## Document passage
/---
MPs across the political divide are calling on ministers to rethink the treatment for the childhood cancer that killed Bradley Lowery, saying raising funds for specialist medical care puts huge pressures on families.

The campaign has been backed by parents of the six-year-old of Blackhall, east Durham, who touched the hearts of millions in his fight against neuroblastoma.

Gemma and Carl Lowery raised more than £700,000 to pay for him to be given pioneering antibody treatment in New York, only to be told his cancer had grown and was terminal.

Mrs Lowery said: "We are fighting to have antibody treatment available on the NHS. It can be expensive and the National Institute for Health and Care Excellence has yet to decide whether or not it is going to fund it.

"Statistics show there is 80 per cent chance of relapse after initial treatment if the patient does not have the antibody treatment.

"It can improve to 50 to 60 per cent if you do have the antibodies. A 20 per cent difference may not sound like a lot, but when you are the parent of a child with neuroblastoma that is a big percentage to us."

The parents of Fraja Simpson of Leeming, near Bedale, also faced the stress of raising £500,000 in case of a relapse as she underwent gruelling treatment for MYCA-amplified neuroblastoma, which she was diagnosed with aged four.

Fundraisers from County Durham and North Yorkshire rallied around Michelle and Garry Simpson, who moved to Australia with their family after Fraja was given the all-clear, but the parents spoke of how difficult it was spending time fundraising while wanting to spend time with their daughter.

The issue was raised in the House of Commons by Tory MP Kwasi Kwarteng, who said the existing policy not to treat survivors of neuroblastoma who relapse was "very harsh".

Paying tribute to Bradley, the Spelthorne MP also raised the case of teenage constituent Alfie Ward, who is battling neuroblastoma for the third time and is supported by the Bradley Lowery Foundation.

Mr Kwarteng said: "The problem that we have is that the NHS under current dispensation, its current policy, is to fund treatment in the first instance.

"But as Alfie started nursery and he battled the disease, it became apparent that having survived this appalling affliction, it came back, and it's at this point that I want to make the case for the NHS to review its policy about not funding relapses.

After the debate, Easington's Labour MP Grahame Morris said: "As someone who has been through cancer treatment for a form of lymphatic cancer, I fully appreciate the need for early diagnosis and intervention in order to gain a successful outcome, particularly so for children.

"There are a variety of new treatments that are only available when families have to make a financial appeal. In Bradley's case specialist treatment was available in the United States. There should be much more widely available treatments trialled here in the United Kingdom."

"I completely support the Lowery family and a number of campaigns to raise profile of childhood cancers, the Teenage Cancer Trust in particular.

MPs heard that neuroblastoma is the third most common type of childhood cancer, affecting around 100 children every year.

Mr Kwarteng said that Alfie's parents were now attempting to raise around £600,000 so he can get treatment.
\---
## Information supplied
/---
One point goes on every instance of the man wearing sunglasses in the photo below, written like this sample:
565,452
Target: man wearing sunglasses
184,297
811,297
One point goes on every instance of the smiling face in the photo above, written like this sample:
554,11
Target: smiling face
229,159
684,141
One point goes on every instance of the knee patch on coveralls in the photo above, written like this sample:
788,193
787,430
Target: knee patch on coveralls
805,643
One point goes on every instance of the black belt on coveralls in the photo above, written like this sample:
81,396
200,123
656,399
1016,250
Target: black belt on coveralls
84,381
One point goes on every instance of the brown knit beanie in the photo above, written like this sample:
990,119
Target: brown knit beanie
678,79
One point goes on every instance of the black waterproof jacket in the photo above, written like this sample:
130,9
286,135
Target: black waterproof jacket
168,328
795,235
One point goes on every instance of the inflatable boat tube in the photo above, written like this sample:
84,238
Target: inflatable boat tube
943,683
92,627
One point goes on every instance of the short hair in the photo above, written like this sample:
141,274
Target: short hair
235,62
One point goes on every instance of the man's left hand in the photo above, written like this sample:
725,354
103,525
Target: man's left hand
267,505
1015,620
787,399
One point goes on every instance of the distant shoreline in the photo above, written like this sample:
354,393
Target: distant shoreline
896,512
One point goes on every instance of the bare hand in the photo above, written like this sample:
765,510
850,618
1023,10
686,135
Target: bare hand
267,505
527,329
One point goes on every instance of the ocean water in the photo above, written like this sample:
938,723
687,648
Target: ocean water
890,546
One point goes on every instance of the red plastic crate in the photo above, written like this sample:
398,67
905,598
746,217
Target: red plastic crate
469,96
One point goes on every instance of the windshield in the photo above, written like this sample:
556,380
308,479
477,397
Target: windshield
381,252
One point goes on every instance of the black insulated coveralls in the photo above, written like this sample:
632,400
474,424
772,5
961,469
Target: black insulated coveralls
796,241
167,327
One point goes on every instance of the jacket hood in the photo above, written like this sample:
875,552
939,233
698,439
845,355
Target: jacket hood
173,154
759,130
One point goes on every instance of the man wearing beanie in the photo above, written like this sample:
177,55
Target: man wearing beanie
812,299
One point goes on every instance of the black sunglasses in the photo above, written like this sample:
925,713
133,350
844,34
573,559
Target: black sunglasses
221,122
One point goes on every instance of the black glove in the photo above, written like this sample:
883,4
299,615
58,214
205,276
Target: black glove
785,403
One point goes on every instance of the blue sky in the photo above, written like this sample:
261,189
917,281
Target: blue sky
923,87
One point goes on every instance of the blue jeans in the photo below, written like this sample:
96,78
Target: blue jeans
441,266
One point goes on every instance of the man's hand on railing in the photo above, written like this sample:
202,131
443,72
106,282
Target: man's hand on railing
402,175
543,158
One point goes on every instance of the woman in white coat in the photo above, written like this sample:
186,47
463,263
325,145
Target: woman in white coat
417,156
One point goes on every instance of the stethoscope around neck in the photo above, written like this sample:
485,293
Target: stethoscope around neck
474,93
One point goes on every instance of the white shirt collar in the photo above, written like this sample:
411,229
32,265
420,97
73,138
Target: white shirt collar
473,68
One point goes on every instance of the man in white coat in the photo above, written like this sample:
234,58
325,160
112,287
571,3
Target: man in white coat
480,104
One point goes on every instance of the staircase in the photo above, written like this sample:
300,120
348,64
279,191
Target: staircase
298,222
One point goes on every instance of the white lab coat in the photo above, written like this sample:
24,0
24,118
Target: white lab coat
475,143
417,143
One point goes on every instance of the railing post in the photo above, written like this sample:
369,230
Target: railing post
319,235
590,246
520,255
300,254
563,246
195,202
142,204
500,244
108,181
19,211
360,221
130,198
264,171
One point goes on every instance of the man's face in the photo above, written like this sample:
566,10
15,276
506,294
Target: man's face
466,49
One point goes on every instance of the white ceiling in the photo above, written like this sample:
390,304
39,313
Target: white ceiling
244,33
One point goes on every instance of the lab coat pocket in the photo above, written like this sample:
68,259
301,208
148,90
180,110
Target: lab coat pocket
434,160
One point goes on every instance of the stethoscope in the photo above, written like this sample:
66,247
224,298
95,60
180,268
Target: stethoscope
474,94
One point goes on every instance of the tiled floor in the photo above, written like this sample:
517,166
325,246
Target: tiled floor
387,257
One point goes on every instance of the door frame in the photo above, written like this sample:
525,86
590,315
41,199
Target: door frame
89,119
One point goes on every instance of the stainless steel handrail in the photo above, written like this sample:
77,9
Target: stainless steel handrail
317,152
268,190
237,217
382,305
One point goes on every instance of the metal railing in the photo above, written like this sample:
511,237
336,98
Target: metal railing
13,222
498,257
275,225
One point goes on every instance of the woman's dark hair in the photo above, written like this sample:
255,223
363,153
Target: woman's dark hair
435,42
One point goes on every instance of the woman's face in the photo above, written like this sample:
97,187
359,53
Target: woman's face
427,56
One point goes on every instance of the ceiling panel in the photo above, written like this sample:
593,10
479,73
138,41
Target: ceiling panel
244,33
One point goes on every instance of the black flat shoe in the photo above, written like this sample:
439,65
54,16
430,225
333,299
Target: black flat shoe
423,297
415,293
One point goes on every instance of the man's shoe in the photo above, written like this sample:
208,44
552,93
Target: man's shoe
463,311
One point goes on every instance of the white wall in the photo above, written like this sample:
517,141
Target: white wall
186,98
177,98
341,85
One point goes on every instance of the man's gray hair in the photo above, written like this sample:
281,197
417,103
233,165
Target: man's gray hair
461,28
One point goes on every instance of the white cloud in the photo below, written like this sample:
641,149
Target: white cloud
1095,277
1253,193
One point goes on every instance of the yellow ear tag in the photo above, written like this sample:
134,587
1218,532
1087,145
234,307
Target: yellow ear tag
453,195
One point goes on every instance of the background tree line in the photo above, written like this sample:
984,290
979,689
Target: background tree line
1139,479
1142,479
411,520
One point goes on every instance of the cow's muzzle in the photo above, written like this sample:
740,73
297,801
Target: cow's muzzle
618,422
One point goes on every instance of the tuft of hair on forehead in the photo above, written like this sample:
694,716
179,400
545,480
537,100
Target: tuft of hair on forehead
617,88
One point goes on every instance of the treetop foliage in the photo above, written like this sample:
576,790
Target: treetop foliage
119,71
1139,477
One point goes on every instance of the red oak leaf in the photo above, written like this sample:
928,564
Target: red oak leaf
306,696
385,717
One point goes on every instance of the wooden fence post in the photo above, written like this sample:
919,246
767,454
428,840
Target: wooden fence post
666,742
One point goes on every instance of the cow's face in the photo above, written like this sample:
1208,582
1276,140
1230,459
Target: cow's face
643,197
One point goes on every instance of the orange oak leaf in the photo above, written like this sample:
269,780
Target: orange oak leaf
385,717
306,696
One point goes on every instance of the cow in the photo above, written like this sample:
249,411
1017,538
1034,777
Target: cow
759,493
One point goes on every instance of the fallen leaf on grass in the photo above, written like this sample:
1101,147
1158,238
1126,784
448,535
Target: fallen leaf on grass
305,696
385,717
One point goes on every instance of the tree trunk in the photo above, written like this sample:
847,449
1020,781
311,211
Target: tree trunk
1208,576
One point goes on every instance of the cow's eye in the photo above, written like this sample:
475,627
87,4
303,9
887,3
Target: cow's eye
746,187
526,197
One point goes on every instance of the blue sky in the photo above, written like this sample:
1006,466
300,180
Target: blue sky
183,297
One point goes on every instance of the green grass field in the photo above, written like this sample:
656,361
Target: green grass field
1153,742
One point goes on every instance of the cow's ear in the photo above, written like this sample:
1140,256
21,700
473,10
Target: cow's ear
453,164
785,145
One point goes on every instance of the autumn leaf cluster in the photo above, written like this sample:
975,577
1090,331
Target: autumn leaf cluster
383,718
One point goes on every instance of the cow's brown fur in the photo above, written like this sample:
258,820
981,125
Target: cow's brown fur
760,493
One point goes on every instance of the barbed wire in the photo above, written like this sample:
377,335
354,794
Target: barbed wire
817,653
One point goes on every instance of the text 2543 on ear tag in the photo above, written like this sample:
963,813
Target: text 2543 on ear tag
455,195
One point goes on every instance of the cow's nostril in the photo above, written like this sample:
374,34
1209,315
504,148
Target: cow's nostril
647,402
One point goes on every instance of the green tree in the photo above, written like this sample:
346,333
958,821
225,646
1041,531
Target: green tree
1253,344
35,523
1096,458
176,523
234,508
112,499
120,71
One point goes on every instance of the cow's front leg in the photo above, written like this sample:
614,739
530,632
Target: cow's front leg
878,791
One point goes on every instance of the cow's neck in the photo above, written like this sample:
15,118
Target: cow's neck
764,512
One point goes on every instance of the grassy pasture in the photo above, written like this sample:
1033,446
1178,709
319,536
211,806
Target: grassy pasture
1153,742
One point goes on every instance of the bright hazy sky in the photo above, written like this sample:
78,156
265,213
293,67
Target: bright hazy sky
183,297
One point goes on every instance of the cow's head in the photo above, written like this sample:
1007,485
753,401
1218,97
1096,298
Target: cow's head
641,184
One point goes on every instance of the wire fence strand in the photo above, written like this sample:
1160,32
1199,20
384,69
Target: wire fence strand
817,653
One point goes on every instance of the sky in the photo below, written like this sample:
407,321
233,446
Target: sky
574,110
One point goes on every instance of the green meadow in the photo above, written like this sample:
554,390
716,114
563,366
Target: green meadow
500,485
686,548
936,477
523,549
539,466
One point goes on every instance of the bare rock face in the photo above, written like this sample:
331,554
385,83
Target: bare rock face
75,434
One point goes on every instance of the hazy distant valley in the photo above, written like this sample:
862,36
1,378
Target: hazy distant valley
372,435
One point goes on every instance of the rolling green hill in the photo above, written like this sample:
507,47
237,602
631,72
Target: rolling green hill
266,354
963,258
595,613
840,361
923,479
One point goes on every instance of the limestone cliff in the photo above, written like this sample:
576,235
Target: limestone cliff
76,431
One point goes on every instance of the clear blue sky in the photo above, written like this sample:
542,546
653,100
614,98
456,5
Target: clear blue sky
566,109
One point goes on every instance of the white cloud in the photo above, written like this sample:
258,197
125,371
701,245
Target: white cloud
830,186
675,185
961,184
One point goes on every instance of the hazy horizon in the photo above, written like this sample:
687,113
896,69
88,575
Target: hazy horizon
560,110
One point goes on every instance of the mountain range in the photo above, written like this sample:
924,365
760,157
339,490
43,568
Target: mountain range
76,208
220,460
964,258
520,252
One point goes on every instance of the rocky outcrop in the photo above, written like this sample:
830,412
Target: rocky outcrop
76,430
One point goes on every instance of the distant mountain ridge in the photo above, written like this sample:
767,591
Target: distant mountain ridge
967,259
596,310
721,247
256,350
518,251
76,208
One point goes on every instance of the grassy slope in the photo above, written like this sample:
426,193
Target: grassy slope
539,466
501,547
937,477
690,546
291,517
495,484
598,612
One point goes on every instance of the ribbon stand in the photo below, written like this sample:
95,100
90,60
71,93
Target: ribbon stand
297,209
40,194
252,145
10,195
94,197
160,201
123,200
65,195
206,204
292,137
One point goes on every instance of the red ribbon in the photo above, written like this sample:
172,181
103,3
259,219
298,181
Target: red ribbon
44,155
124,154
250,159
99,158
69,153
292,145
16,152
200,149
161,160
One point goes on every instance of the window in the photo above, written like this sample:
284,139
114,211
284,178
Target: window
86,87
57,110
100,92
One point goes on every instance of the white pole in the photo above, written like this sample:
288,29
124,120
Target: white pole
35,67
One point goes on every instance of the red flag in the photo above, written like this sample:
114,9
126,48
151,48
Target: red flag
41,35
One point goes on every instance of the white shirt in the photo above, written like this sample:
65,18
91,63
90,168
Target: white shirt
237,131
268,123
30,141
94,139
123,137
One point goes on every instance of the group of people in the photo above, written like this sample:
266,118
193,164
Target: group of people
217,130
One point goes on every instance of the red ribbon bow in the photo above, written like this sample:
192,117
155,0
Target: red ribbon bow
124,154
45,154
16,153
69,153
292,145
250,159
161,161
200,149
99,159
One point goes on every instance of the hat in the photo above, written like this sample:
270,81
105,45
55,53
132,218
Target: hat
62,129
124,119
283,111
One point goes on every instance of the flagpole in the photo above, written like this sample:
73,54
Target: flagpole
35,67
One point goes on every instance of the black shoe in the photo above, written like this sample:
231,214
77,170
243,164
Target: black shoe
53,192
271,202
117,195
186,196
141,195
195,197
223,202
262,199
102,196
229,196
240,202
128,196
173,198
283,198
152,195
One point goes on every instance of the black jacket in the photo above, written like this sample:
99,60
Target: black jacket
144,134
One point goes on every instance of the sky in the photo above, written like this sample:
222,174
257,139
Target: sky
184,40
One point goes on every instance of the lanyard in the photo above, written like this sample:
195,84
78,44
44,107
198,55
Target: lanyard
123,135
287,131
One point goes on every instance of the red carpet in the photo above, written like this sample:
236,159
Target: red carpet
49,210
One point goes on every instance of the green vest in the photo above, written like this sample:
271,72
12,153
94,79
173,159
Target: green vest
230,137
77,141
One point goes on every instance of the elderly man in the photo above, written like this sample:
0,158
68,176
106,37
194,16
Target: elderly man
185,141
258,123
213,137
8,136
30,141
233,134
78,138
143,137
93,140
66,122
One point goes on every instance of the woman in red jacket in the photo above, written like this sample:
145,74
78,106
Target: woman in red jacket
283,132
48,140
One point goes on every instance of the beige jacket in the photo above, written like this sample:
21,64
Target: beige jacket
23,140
\---
## Set of tasks
- A) Answer each question from the article on neuroblastoma treatment funding:
(i) How much money did Gemma and Carl Lowery raise for Bradley's treatment in New York?
(ii) Which MP raised the issue in the House of Commons?
(iii) Around how many children does neuroblastoma affect every year, according to what MPs heard?
- B) In the article on neuroblastoma treatment funding, why does Gemma Lowery want antibody treatment available on the NHS? Answer in one to three sentences.

## Results of the exercise
- A)
(i) More than £700,000.
(ii) Tory MP Kwasi Kwarteng, the MP for Spelthorne.
(iii) Around 100 children.

- B) Statistics show an 80 per cent chance of relapse after initial treatment without the antibody treatment, and that chance can improve to 50 to 60 per cent with it. She says a 20 per cent difference may not sound like much, but to the parent of a child with neuroblastoma it is a big percentage.